» **Problem to solve**
List each line of the material below that contains the word "striped", copying the whole line. Uppercase and lowercase letters count as different.

» **Data provided**
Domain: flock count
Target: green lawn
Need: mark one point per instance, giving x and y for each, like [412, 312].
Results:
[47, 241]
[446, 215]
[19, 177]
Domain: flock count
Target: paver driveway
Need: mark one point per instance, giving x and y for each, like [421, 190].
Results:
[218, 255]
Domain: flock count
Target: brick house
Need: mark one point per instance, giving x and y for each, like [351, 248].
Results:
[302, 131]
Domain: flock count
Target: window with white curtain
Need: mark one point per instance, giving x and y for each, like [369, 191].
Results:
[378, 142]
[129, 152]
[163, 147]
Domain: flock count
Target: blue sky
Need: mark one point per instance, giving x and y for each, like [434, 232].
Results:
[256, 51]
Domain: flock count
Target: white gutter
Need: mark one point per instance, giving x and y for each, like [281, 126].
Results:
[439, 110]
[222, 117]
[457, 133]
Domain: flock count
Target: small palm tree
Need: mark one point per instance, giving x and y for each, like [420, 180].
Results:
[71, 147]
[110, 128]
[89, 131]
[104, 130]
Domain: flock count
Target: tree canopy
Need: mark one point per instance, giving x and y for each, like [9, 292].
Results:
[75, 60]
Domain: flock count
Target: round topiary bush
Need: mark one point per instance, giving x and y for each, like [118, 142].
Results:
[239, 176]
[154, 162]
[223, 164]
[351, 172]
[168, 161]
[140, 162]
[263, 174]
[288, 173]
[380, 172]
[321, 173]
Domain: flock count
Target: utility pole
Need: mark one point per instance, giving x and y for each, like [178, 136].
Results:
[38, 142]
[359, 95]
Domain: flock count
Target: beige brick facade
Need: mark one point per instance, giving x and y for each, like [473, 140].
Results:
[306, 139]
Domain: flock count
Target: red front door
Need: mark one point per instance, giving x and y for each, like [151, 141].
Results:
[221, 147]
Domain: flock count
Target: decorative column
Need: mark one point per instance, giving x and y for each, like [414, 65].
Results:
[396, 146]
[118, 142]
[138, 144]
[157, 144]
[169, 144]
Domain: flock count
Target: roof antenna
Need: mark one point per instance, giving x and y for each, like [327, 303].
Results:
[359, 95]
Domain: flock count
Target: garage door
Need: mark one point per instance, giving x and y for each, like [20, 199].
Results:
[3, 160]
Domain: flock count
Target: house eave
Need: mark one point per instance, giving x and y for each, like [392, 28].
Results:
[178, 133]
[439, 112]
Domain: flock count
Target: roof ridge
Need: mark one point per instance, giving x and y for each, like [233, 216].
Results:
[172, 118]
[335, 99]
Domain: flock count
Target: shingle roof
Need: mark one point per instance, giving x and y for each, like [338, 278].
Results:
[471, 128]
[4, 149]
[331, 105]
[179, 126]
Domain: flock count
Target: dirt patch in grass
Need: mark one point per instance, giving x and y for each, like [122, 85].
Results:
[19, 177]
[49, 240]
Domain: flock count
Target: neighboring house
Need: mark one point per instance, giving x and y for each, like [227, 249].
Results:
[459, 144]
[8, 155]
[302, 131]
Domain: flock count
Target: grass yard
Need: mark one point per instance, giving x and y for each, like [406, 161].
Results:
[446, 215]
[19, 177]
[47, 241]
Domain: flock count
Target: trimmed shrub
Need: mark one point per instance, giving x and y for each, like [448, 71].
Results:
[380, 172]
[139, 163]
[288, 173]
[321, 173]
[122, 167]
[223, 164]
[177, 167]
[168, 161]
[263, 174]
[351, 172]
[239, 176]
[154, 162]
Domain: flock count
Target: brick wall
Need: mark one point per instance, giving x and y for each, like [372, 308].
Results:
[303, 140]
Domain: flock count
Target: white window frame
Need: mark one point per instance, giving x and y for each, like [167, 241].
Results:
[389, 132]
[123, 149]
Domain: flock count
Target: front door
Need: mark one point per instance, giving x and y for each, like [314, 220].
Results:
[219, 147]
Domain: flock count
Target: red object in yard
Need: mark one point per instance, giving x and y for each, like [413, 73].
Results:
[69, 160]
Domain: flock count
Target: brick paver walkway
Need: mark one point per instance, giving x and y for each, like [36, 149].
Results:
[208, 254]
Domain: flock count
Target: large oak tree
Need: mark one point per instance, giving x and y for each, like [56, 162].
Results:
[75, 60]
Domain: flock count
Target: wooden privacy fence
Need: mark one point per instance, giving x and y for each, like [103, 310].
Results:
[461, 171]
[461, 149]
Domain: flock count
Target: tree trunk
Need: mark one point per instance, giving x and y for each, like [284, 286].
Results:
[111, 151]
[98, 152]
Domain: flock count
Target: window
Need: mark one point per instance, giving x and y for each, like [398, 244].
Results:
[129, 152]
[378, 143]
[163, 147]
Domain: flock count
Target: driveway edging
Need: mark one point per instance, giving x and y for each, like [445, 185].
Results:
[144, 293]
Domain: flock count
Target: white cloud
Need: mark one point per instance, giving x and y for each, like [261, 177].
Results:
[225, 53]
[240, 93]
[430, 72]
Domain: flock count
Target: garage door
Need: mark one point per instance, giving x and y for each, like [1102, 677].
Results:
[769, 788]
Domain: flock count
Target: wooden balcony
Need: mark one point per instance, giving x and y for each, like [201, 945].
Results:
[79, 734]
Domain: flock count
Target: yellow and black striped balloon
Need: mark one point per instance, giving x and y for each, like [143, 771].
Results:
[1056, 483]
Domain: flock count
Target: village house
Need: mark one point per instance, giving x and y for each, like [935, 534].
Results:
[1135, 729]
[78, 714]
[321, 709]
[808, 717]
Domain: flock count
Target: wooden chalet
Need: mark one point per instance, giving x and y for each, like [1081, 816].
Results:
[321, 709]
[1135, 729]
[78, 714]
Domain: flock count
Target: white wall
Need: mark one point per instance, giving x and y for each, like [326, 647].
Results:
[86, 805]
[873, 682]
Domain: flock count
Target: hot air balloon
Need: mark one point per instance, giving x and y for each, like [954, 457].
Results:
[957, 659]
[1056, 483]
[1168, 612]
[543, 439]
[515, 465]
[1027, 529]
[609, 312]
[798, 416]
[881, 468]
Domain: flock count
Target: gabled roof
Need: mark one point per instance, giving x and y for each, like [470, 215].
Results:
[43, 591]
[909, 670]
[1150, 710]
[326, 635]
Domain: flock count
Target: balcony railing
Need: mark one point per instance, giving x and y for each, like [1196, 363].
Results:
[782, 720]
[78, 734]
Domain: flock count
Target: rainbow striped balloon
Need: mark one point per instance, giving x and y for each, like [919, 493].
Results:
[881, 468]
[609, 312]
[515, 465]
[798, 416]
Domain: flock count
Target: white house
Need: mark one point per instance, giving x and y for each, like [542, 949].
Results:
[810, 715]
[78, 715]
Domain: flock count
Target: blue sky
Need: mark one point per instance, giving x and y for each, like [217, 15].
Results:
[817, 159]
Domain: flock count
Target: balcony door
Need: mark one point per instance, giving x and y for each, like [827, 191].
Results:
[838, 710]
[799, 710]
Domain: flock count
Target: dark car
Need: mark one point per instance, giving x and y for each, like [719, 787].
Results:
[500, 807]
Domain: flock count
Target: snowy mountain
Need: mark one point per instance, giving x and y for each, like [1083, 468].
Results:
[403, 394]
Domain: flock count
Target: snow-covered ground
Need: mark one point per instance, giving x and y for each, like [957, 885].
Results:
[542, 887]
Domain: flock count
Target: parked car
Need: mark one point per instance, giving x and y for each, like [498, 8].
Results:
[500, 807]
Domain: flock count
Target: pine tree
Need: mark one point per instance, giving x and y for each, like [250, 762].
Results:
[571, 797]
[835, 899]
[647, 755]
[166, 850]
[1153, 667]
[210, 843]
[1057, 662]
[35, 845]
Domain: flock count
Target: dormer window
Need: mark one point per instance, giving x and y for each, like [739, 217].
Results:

» **Written answer**
Target: yellow and black striped balloon
Target: rainbow striped balloon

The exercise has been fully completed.